### PROMPT:
Determine how many lines in the records hold "below", and give that number with nothing added.

Stored data entries:
=== Begin Enclosure ===

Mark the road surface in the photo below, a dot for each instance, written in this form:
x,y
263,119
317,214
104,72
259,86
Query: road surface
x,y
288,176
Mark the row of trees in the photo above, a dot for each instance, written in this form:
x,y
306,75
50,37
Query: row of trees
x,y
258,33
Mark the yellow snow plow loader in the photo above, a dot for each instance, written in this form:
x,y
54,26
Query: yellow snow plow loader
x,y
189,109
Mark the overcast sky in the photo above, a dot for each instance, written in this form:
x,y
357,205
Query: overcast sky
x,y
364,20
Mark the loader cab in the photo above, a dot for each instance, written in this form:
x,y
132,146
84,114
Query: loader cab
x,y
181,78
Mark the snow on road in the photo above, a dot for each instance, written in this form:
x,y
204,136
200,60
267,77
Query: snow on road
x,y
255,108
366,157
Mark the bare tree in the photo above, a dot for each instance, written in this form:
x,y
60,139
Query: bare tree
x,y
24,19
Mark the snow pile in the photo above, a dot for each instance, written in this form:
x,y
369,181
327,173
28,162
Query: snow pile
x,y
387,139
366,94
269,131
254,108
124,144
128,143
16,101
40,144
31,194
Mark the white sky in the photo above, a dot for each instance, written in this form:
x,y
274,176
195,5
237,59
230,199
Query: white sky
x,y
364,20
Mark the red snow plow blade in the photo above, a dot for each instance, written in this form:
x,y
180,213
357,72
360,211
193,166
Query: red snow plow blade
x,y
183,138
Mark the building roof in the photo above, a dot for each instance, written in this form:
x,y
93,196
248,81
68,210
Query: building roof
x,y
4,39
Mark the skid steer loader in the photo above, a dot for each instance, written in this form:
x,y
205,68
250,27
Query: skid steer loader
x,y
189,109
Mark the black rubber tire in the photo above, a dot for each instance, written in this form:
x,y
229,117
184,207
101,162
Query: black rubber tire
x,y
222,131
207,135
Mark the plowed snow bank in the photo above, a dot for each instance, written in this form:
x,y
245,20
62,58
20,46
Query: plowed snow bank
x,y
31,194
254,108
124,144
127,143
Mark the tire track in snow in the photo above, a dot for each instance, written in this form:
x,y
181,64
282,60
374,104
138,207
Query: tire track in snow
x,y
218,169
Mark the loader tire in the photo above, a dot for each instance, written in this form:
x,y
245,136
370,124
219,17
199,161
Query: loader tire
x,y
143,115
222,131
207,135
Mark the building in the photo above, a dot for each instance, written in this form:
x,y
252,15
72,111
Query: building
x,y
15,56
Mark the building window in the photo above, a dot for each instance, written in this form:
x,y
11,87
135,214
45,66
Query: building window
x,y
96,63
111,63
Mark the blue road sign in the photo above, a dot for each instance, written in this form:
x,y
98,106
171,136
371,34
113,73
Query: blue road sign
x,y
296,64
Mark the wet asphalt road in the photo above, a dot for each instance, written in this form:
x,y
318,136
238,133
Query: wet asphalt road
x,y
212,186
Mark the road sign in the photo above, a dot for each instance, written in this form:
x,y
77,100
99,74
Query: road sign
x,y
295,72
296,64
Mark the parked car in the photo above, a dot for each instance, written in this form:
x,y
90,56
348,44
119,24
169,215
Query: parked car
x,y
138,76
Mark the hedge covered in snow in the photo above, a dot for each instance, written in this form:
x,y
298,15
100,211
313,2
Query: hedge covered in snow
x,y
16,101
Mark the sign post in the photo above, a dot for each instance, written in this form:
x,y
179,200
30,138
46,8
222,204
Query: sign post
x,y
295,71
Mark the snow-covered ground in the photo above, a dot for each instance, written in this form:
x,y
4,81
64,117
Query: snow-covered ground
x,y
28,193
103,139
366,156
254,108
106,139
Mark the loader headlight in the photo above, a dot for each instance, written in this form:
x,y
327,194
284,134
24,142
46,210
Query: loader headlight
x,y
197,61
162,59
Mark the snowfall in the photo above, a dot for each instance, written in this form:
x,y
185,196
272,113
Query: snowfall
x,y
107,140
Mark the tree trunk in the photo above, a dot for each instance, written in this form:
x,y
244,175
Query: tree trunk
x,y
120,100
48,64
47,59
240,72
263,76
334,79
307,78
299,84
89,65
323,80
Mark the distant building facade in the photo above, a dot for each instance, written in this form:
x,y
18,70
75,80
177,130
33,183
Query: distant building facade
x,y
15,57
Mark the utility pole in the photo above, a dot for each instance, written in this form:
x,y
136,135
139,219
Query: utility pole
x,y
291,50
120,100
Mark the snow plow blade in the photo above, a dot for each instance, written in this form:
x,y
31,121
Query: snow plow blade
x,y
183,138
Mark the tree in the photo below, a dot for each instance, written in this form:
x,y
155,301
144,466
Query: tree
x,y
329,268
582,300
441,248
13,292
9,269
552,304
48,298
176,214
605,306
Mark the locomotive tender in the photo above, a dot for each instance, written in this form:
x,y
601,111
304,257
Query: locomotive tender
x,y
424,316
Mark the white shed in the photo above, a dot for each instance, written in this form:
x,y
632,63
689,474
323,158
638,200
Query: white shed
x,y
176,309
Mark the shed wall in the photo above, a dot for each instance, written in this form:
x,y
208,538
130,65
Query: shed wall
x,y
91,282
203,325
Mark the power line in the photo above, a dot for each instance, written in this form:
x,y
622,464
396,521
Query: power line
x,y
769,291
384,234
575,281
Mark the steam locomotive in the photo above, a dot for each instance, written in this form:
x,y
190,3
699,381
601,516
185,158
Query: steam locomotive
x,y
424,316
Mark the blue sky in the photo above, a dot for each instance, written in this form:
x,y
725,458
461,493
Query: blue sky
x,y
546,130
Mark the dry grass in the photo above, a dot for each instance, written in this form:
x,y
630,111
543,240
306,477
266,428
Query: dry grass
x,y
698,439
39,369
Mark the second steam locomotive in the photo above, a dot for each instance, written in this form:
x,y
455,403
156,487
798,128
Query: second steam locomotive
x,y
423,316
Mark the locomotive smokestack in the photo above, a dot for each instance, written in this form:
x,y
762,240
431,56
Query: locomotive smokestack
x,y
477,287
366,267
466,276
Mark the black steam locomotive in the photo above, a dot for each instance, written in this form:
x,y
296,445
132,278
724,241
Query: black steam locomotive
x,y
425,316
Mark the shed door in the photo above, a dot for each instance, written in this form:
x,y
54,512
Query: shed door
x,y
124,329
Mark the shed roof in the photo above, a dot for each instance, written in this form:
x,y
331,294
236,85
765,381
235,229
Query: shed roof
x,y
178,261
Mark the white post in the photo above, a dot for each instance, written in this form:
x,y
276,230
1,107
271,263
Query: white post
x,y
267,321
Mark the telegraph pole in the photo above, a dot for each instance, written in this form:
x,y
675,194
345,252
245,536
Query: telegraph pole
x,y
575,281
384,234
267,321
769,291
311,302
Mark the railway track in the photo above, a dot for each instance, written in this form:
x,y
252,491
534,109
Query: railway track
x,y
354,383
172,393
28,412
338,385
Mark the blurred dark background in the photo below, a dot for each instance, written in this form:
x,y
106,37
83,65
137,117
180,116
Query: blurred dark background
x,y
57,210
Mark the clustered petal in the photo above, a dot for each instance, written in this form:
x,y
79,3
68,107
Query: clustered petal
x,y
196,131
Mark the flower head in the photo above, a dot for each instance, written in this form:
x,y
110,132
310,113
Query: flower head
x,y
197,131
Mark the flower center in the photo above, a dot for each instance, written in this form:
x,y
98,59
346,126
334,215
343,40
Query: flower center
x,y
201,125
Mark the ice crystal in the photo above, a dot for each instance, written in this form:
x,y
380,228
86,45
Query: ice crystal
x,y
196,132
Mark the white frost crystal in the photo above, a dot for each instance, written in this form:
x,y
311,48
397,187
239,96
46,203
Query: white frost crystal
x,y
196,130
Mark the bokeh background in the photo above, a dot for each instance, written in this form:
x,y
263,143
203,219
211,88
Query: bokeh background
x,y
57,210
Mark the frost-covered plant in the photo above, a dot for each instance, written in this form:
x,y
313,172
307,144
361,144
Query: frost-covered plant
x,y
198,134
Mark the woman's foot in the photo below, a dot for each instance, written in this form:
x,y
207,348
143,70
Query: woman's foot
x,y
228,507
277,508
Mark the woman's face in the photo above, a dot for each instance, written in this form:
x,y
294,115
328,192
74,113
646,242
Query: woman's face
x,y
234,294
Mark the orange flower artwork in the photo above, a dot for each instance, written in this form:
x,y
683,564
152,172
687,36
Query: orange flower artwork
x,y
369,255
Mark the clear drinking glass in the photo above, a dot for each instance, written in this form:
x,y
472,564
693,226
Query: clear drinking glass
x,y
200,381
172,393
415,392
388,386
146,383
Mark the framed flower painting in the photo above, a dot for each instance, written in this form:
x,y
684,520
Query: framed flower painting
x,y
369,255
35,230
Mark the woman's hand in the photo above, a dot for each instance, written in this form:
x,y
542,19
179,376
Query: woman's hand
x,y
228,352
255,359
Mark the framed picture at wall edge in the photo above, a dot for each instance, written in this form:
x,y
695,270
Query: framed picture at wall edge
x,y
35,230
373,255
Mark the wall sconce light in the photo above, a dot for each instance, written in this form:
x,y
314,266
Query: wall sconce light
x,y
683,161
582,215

=== End Enclosure ===

### RESULT OF THIS TASK:
4